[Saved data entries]
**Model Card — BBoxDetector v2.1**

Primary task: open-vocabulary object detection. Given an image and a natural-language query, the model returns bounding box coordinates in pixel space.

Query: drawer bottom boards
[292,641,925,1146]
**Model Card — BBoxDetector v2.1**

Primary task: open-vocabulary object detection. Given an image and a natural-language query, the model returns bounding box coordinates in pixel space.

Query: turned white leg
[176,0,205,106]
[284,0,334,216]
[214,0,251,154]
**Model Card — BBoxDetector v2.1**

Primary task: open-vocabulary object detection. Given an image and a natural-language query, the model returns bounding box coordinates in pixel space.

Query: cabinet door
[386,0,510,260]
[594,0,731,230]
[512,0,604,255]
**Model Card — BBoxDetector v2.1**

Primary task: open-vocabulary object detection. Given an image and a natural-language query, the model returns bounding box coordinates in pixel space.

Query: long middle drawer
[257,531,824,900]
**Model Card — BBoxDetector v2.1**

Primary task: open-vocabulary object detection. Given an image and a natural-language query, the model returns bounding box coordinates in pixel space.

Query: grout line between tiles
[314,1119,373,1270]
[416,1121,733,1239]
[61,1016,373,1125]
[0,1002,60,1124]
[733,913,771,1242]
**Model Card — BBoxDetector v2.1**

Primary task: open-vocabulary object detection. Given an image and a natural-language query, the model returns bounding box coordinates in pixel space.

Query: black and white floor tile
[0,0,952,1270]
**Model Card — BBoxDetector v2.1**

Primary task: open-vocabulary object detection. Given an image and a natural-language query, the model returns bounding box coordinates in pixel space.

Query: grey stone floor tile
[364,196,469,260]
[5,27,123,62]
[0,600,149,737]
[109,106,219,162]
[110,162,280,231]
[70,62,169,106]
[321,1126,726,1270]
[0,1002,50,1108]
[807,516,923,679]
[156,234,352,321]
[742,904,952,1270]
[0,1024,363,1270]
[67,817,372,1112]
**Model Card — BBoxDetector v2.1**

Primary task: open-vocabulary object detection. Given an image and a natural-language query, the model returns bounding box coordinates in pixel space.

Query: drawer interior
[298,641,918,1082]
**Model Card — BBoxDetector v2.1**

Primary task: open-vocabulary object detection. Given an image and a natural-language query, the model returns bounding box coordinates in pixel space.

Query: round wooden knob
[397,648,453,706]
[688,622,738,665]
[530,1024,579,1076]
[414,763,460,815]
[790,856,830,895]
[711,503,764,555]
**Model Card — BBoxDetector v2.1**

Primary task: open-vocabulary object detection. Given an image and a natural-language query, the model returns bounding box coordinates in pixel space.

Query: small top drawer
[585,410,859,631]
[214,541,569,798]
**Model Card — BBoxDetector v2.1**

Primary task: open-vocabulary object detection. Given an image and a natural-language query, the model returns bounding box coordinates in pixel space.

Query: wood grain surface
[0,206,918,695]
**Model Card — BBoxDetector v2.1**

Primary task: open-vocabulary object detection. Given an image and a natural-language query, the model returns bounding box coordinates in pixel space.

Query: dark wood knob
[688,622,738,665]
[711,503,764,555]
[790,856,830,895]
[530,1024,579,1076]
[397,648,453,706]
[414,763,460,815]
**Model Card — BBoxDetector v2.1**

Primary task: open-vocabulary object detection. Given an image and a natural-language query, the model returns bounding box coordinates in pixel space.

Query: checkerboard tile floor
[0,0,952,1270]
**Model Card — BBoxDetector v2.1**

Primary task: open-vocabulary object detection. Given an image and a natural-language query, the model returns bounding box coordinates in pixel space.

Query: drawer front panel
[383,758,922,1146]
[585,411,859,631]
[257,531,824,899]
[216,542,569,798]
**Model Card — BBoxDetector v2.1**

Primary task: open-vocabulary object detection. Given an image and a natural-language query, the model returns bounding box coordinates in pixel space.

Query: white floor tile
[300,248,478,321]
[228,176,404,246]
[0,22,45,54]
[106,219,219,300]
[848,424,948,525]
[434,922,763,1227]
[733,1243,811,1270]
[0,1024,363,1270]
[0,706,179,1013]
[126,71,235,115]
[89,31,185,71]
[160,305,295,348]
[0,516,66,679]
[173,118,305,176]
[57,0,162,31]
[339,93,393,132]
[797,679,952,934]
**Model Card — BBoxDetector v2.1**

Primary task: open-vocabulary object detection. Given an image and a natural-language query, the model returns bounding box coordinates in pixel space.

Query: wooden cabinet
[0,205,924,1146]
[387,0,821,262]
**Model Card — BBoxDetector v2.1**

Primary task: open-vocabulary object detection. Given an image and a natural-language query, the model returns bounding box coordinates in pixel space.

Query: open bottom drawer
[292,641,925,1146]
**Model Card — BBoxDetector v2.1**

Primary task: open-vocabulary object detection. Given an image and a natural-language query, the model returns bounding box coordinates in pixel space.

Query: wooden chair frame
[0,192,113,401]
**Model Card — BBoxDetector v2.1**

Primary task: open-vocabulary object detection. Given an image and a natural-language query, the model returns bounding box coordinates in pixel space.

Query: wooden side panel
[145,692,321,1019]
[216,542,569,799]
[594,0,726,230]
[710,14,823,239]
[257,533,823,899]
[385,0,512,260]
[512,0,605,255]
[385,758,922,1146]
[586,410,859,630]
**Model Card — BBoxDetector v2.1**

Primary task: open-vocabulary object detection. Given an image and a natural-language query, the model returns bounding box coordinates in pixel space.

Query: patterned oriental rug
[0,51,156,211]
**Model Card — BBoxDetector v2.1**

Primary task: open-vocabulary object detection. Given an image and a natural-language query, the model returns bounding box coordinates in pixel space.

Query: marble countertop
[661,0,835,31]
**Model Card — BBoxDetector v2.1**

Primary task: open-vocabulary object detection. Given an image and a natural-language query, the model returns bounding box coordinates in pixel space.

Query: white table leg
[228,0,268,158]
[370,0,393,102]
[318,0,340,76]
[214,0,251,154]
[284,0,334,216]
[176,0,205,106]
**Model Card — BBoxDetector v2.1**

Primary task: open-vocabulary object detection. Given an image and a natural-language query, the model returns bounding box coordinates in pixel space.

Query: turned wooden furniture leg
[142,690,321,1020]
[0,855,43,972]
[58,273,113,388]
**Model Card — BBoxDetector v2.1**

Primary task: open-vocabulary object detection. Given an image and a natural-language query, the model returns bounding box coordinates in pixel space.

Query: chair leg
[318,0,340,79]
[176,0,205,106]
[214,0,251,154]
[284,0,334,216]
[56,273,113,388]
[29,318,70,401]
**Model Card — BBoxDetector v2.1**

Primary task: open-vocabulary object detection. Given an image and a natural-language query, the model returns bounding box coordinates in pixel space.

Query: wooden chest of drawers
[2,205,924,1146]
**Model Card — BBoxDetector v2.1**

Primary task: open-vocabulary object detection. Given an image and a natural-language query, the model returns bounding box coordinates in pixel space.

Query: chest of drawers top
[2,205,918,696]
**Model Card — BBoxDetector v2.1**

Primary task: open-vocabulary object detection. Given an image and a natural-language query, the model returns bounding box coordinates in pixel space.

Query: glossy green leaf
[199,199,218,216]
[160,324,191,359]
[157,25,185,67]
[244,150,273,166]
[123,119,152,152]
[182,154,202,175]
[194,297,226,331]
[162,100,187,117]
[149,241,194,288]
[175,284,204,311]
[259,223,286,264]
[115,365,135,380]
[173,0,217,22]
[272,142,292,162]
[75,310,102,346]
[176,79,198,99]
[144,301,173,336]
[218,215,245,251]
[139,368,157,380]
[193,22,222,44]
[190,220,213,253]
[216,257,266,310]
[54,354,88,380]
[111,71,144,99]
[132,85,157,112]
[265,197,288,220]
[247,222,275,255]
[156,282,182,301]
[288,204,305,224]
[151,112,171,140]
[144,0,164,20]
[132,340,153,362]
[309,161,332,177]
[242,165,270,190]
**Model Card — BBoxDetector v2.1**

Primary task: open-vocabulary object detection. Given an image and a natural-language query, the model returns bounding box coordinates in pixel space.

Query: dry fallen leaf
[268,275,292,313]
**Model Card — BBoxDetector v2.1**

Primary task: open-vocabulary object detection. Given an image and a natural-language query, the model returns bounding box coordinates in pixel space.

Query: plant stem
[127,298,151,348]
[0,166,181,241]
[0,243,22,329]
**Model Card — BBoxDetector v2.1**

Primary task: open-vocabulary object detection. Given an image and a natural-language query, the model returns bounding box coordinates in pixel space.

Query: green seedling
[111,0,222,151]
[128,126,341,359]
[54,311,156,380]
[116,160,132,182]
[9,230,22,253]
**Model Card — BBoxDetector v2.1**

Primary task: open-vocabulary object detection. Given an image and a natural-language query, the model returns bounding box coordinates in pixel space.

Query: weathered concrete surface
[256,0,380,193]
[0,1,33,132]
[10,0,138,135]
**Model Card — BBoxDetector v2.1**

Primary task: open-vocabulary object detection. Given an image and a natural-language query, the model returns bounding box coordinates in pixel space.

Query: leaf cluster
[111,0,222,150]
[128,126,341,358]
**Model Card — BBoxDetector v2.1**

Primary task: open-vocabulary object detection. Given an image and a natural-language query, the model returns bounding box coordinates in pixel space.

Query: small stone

- **Exercise task**: Turn the items into a Markdown table with a "No." column for the row number and a "Text" column for the line, leaving out blank lines. Begin at the first line of the items and stop after the line containing "[733,913,771,1242]".

- **Correct result**:
| No. | Text |
|---|---|
| 1 | **Model Card — BBoxDetector v2.1** |
| 2 | Primary task: open-vocabulary object detection. Given an image and a natural-language query, the model returns bounding box coordinates in pixel space. |
| 3 | Query: drawer bottom boards |
| 4 | [292,641,925,1146] |
| 5 | **Model Card — BBoxDetector v2.1** |
| 6 | Primary task: open-vocabulary object detection. Given an image and a natural-language query, the model returns bounding box coordinates in pixel space. |
| 7 | Query: turned white leg |
| 8 | [176,0,205,106] |
| 9 | [284,0,334,216] |
| 10 | [214,0,251,154] |
| 11 | **Model Card — BBoxDetector v2.1** |
| 12 | Primary task: open-vocabulary object detection. Given an image and a natural-language query, the model returns bounding box coordinates in pixel space. |
| 13 | Query: cabinet door |
| 14 | [386,0,510,260] |
| 15 | [594,0,731,230] |
| 16 | [512,0,604,255] |
| 17 | **Model Card — BBoxDetector v2.1** |
| 18 | Primary task: open-vocabulary object detection. Given an image and a natural-language query, the model returns bounding box coordinates in pixel space. |
| 19 | Query: long middle drawer |
| 20 | [257,531,824,900] |
| 21 | **Model Card — BBoxDetector v2.1** |
| 22 | Primary task: open-vocabulary object detection. Given an image and a natural-language query, the model returns bounding box coordinates in pixel space. |
| 23 | Query: grout line between tiles |
| 24 | [314,1119,373,1270] |
| 25 | [416,1121,733,1239] |
| 26 | [61,1016,373,1125] |
| 27 | [0,1002,60,1124] |
| 28 | [733,913,771,1242] |